WHAT IS REQUIRED:
Scale the lines below by rewriting every one of them, including those that ask for points. Multiply each x and y coordinate in the answers by 0.8 and round it to a whole number, with halves rounded up.

[Records pointing to named objects]

········

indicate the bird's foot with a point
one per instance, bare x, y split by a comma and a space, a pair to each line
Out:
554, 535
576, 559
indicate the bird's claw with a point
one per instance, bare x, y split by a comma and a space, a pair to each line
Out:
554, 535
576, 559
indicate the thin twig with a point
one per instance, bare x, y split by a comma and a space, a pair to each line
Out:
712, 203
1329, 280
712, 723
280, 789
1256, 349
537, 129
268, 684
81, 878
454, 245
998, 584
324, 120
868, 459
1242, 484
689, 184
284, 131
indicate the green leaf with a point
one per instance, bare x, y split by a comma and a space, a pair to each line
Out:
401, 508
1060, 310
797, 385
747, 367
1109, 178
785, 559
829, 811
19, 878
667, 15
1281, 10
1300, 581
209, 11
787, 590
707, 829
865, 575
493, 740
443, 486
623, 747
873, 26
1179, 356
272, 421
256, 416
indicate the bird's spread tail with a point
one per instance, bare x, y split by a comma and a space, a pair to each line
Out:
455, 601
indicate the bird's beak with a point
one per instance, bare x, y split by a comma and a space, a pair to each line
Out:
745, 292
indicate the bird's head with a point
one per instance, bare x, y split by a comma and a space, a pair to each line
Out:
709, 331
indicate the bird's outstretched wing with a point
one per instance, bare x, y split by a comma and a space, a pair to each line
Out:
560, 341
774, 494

········

ANSWER TO THE PROBLEM:
indicate the bird's foot with a point
one per instance, bare x, y split by a comma and a space, a pair to each line
Out:
443, 428
461, 447
indicate the bird's claw with a point
one per instance, bare x, y split by a comma and a space, a pair to each line
Out:
443, 428
461, 447
indicate the thin twig with a point
one per instance, bare x, y split by a comma and a space, a pair to each line
Out:
570, 162
1063, 224
570, 578
224, 631
1005, 279
430, 103
214, 547
65, 702
363, 196
798, 467
259, 96
694, 367
994, 387
551, 147
227, 105
indicate the green leaf with a point
one per instance, bare x, y split by a comma and a space, a pair to each line
Out:
321, 406
848, 248
638, 308
598, 294
887, 142
628, 447
663, 649
15, 702
534, 12
1025, 8
1040, 465
167, 9
630, 472
566, 663
692, 460
394, 592
354, 389
498, 598
698, 21
943, 285
218, 337
205, 333
indicate the bird's spread tail with a point
one per instance, bare x, y split by a comma and a space, a pair to each line
Out:
364, 481
indicate the bird's beak with a point
one per instance, bare x, y split by a comma and a space, a pair to each line
Out:
596, 234
indicate the bird's head with a point
one per instance, bare x, y split by a comma and a space, a pair to each line
Out:
567, 265
indicate the bird's outstretched wing with a point
one per instance, bare x, y split by a comma and a space, a pair to each line
Out:
448, 273
619, 395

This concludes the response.